Cover
Published April 30th, 2008
The Pajama Game

STOUT
Christmas Eve - that's when Vanessa Stout first became concerned about her job. While her boss, Ohio Attorney General Marc Dann, passed out coffee mugs to staffers, his wife, Alyssa Lenhoff, glared at Stout from across the room.
Stout worked in the General Services division of the AG's office in Columbus, inside Rhodes Tower, an intimidating structure of glass and black marble across the street from the Statehouse. A single mother with an 11th grade education, Stout's last job had been running the front desk at an Extended Stay. Working for the AG was the best job she'd ever had. The man who'd helped her get it, Anthony Gutierrez, was a close friend of Dann's. The men lived near each other in Youngstown and shared an apartment outside Columbus. So Stout asked Gutierrez why Alyssa was giving her the stink eye.
Stout would later claim that Gutierrez told her that Alyssa Lenhoff had recently discovered that Dann was having an affair with his scheduler - and that, when confronted, Dann had admitted that Gutierrez and their other roommate, the AG's communications director, Leo Jennings, were also cheating on their spouses. And now Lenhoff apparently assumed that Stout was sleeping with Gutierrez - and Lenhoff wanted her and the scheduler transferred out of the building.

*Records provided:*
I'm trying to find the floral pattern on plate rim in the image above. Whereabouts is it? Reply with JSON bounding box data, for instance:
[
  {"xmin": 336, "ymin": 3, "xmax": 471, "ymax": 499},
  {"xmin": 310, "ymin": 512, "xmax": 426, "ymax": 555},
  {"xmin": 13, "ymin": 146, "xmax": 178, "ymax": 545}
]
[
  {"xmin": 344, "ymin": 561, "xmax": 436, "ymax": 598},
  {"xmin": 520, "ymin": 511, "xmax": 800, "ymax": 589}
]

*What to do:*
- a) Answer these questions from the article "The Pajama Game," each on its own line:
(i) In which building did Stout work for the AG's office?
(ii) What job had Stout held before working for the AG?
(iii) Who was the AG's communications director?
- b) Transcribe the part of "The Pajama Game" article that opens with the words containing "Stout would later" and closes with "of the building.".

*Answers to the exercises:*
- a)
(i) Rhodes Tower
(ii) Running the front desk at an Extended Stay
(iii) Leo Jennings

- b)
Stout would later claim that Gutierrez told her that Alyssa Lenhoff had recently discovered that Dann was having an affair with his scheduler - and that, when confronted, Dann had admitted that Gutierrez and their other roommate, the AG's communications director, Leo Jennings, were also cheating on their spouses. And now Lenhoff apparently assumed that Stout was sleeping with Gutierrez - and Lenhoff wanted her and the scheduler transferred out of the building.